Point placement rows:
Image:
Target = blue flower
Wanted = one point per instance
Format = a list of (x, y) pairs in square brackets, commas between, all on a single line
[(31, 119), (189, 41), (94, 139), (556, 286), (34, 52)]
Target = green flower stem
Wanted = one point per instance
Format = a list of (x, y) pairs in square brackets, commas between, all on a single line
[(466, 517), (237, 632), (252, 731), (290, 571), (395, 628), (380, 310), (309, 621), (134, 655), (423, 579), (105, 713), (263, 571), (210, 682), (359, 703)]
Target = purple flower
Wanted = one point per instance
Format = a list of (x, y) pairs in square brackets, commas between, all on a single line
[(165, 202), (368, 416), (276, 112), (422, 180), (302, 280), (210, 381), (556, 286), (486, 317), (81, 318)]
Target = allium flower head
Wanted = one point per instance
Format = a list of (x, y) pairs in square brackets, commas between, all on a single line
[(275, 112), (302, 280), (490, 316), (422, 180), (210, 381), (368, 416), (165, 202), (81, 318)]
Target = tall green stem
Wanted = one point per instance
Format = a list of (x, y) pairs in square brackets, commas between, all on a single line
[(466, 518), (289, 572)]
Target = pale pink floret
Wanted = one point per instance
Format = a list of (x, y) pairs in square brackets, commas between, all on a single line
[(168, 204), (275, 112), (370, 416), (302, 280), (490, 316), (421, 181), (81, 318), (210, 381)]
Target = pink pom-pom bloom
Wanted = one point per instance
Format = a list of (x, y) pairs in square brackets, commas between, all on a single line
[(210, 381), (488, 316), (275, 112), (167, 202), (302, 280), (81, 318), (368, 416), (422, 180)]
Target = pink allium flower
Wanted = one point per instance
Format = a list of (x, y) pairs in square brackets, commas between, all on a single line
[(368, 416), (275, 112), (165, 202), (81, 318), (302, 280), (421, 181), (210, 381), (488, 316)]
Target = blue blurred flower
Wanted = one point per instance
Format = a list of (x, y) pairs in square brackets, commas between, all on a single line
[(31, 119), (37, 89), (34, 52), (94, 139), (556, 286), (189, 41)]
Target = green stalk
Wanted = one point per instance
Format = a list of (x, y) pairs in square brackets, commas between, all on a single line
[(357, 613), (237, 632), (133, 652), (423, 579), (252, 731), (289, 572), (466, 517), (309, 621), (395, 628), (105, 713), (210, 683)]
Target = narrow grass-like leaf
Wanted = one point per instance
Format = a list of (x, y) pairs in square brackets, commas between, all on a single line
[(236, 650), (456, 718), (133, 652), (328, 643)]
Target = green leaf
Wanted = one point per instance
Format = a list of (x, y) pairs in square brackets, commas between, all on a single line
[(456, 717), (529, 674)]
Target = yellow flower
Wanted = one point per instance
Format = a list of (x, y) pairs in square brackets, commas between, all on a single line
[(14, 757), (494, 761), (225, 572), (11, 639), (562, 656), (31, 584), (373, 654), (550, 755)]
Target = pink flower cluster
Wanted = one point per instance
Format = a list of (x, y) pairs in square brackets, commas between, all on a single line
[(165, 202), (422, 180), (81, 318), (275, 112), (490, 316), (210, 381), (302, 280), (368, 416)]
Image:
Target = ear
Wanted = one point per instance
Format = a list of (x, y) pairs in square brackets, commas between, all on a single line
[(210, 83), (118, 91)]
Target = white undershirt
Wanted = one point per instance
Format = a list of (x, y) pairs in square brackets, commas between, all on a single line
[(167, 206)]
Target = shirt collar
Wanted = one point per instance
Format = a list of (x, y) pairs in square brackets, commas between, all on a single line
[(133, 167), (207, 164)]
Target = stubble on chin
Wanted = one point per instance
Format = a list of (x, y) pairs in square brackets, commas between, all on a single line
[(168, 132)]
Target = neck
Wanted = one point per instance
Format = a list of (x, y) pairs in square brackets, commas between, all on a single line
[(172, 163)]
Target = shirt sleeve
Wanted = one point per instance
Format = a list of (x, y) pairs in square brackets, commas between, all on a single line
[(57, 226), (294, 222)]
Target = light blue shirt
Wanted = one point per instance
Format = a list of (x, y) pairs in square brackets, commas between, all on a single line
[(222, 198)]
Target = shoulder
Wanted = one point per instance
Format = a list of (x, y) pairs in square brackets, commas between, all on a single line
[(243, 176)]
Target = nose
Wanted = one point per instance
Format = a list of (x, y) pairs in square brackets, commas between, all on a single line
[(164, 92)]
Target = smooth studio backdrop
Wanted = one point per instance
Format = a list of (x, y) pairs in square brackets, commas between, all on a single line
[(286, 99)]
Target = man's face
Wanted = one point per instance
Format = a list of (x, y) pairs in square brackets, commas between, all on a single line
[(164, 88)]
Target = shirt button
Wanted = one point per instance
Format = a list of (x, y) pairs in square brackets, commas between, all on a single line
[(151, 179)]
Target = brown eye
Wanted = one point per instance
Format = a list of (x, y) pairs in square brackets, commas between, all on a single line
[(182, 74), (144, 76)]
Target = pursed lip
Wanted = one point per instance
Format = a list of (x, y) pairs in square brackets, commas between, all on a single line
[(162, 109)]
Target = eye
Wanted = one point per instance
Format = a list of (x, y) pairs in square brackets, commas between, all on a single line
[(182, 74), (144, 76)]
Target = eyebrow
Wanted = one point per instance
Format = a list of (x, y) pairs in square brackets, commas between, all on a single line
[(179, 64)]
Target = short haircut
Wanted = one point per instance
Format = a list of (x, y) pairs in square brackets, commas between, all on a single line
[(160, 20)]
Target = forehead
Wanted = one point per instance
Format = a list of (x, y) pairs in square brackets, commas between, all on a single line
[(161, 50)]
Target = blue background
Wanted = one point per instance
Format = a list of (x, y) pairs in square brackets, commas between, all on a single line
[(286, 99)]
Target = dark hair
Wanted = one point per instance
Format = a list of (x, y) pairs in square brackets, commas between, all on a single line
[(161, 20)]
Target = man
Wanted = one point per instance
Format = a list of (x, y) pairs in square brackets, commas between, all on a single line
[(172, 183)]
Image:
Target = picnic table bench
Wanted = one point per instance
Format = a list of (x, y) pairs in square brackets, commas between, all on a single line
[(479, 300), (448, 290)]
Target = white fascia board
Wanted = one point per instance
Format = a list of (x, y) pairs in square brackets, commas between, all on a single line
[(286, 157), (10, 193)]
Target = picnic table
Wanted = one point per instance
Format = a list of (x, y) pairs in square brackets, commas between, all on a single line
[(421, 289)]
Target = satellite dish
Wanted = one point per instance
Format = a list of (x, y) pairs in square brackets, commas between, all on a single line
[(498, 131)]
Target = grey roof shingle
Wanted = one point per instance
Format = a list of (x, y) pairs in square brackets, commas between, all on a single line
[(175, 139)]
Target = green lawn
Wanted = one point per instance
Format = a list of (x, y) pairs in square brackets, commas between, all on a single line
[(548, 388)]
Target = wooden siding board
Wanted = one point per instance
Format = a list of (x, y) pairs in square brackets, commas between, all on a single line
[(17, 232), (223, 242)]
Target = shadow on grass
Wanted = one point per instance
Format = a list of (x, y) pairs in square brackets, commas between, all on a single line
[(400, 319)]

DIRECTIVE:
Convert the rows above into a two-column CSV with the header request,points. Give one line per request, with its full text in the first field and its answer in the second, each field in double quotes and every line break replaced with a space.

SOLUTION FOR THIS TASK:
request,points
"Image: Target = blue flower Wanted = one point per instance Format = a list of (x, y) pairs in square brackets, commas between, all on a single line","[(31, 119), (189, 41), (94, 139), (556, 286), (34, 52)]"
"Target = green flower stem Wanted = one point per instance Format = a list of (x, y) pairs in square brackets, commas between, all on a single line","[(466, 517), (237, 632), (252, 731), (290, 571), (395, 628), (380, 310), (309, 621), (134, 655), (423, 579), (105, 713), (263, 571), (210, 682), (359, 703)]"
"Target = purple flower Wanted = one point per instance Format = a list of (x, y) pairs in square brackets, commas between, all on a single line","[(165, 202), (368, 416), (276, 112), (422, 180), (302, 280), (210, 381), (556, 286), (486, 317), (81, 318)]"
"Target = allium flower head Wanted = one point per instance Format = a list of (x, y) pairs in square brackets, commas between, all on a single line","[(275, 112), (302, 280), (490, 316), (422, 180), (210, 381), (368, 416), (165, 202), (81, 318)]"
"Target = tall green stem Wanted = one point per instance Format = a list of (x, y) pairs in square brackets, commas between, all on a single line","[(466, 518), (289, 572)]"
"Target = pale pink floret Wanted = one point per instance Format = a list of (x, y) pairs in square brackets, commas between, all on a single line","[(168, 204), (275, 112), (370, 416), (302, 280), (490, 316), (421, 181), (81, 318), (210, 381)]"
"Target = pink pom-pom bloom Wanted = one point per instance Format = a list of (x, y) pairs in square brackets, commas between, all on a single line","[(210, 381), (488, 316), (275, 112), (167, 202), (302, 280), (81, 318), (368, 416), (422, 180)]"
"Target = pink allium flower Wanted = one point per instance Format = a list of (x, y) pairs in square brackets, commas between, all on a single line","[(368, 416), (275, 112), (165, 202), (81, 318), (302, 280), (421, 181), (210, 381), (488, 316)]"
"Target = blue blurred flower Wanted = one point per instance Format = a list of (x, y) pairs in square brackets, commas between, all on a single line","[(31, 119), (37, 89), (34, 52), (94, 139), (556, 286), (189, 41)]"
"Target = green stalk Wanted = one point per instance Format = a list of (x, y) pairs in square brackets, commas between, all on a single line","[(357, 613), (237, 632), (133, 652), (423, 579), (252, 731), (289, 572), (466, 517), (309, 621), (395, 628), (105, 713), (210, 683)]"
"Target = narrow grass-like leaf Wanted = one point per instance Format = a list of (x, y) pairs in square brackets, commas between, all on a single line","[(236, 650), (456, 718), (133, 652), (328, 643)]"
"Target = green leaf Wanted = one point per instance Format = a list of (x, y) pairs in square brackets, commas between, all on a single line","[(456, 717), (529, 674)]"
"Target = yellow flower Wanted = one point per instance Format = a list of (x, y) pairs in square brackets, commas between, all on a single line","[(14, 757), (494, 761), (225, 572), (11, 639), (562, 656), (31, 584), (373, 654), (550, 755)]"
"Target = pink flower cluster Wanted = one point per instance Format = a list of (x, y) pairs in square brackets, commas between, all on a single line","[(165, 202), (422, 180), (81, 318), (275, 112), (490, 316), (210, 381), (302, 280), (368, 416)]"
"Image: Target = ear Wanted = one point per instance Format = a list of (x, y) pairs in square brackets, commas between, all on a single line","[(210, 83), (118, 91)]"
"Target = white undershirt Wanted = one point per instance Format = a list of (x, y) pairs in square brackets, commas between, all on a single line","[(167, 206)]"
"Target = shirt collar Wanted = one point per instance Format = a list of (x, y) pairs in square brackets, commas between, all on a single line","[(133, 167), (207, 164)]"
"Target = stubble on chin Wanted = one point per instance Format = a list of (x, y) pairs in square brackets, commas between, all on a single line","[(168, 132)]"
"Target = neck Wanted = one point per instance Format = a list of (x, y) pairs in square brackets, commas between, all on a single line","[(172, 163)]"
"Target = shirt sleeve Wanted = one point per instance Format = a list of (x, y) pairs in square brackets, commas between, all on a single line","[(57, 226), (294, 222)]"
"Target = light blue shirt Wanted = one point per instance Format = a list of (x, y) pairs in square brackets, commas between, all on a single line","[(222, 198)]"
"Target = shoulder Wanted = one point per instance Format = a list of (x, y) pairs in square brackets, commas between, all on a single line","[(243, 176)]"
"Target = nose Wanted = one point per instance Format = a list of (x, y) pairs in square brackets, commas between, all on a single line","[(164, 92)]"
"Target = smooth studio backdrop Wanted = one point per instance Format = a list of (x, y) pairs in square brackets, commas between, all on a single line","[(286, 99)]"
"Target = man's face Wanted = one point per instance Format = a list of (x, y) pairs in square brackets, commas between, all on a single line","[(164, 88)]"
"Target = shirt button Wanted = one point per instance Format = a list of (x, y) pairs in square brackets, commas between, all on a single line","[(151, 179)]"
"Target = brown eye Wanted = one point per instance Format = a list of (x, y) pairs in square brackets, commas between, all on a single line","[(182, 74), (144, 76)]"
"Target = pursed lip Wanted = one point per instance Format = a list of (x, y) pairs in square brackets, commas between, all on a single line","[(162, 109)]"
"Target = eye Wanted = one point per instance Format = a list of (x, y) pairs in square brackets, commas between, all on a single line","[(182, 74), (144, 76)]"
"Target = eyebrow Wanted = one point per instance Format = a list of (x, y) pairs in square brackets, commas between, all on a single line","[(179, 64)]"
"Target = short haircut Wanted = one point per instance Format = a list of (x, y) pairs in square brackets, commas between, all on a single line","[(160, 20)]"
"Target = forehead Wanted = one point per instance Format = a list of (x, y) pairs in square brackets, commas between, all on a single line","[(161, 50)]"
"Target = blue background Wanted = one point per instance Format = a list of (x, y) pairs in square brackets, commas between, all on a single line","[(286, 99)]"
"Target = dark hair Wanted = one point per instance Format = a list of (x, y) pairs in square brackets, commas between, all on a single line","[(161, 20)]"
"Target = man Wanted = one point per instance Format = a list of (x, y) pairs in square brackets, commas between, all on a single line","[(172, 183)]"
"Image: Target = picnic table bench Wanted = one point per instance Format = a list of (x, y) pairs in square brackets, commas between, all on a single line","[(479, 300), (448, 290)]"
"Target = white fascia board Wanted = one point per instance Format = a list of (x, y) pairs in square brackets, commas between, all on a single line","[(286, 157), (10, 193)]"
"Target = picnic table Wanted = one point per instance Format = a list of (x, y) pairs in square brackets, commas between, all on a single line","[(421, 289)]"
"Target = satellite dish Wanted = one point per instance Format = a list of (x, y) pairs in square brackets, commas between, all on a single line","[(498, 131)]"
"Target = grey roof shingle Wanted = one point per instance Format = a list of (x, y) pairs in square brackets, commas between, all on a single line","[(175, 139)]"
"Target = green lawn Wanted = one point per instance Format = a list of (x, y) pairs in square brackets, commas between, all on a single line","[(548, 388)]"
"Target = wooden siding board Wanted = one point per instance Format = a list of (x, y) pairs in square brackets, commas between, all on a single line","[(17, 232), (223, 242)]"
"Target = shadow on grass Wanted = one point per instance Format = a list of (x, y) pairs in square brackets, commas between, all on a single line","[(400, 319)]"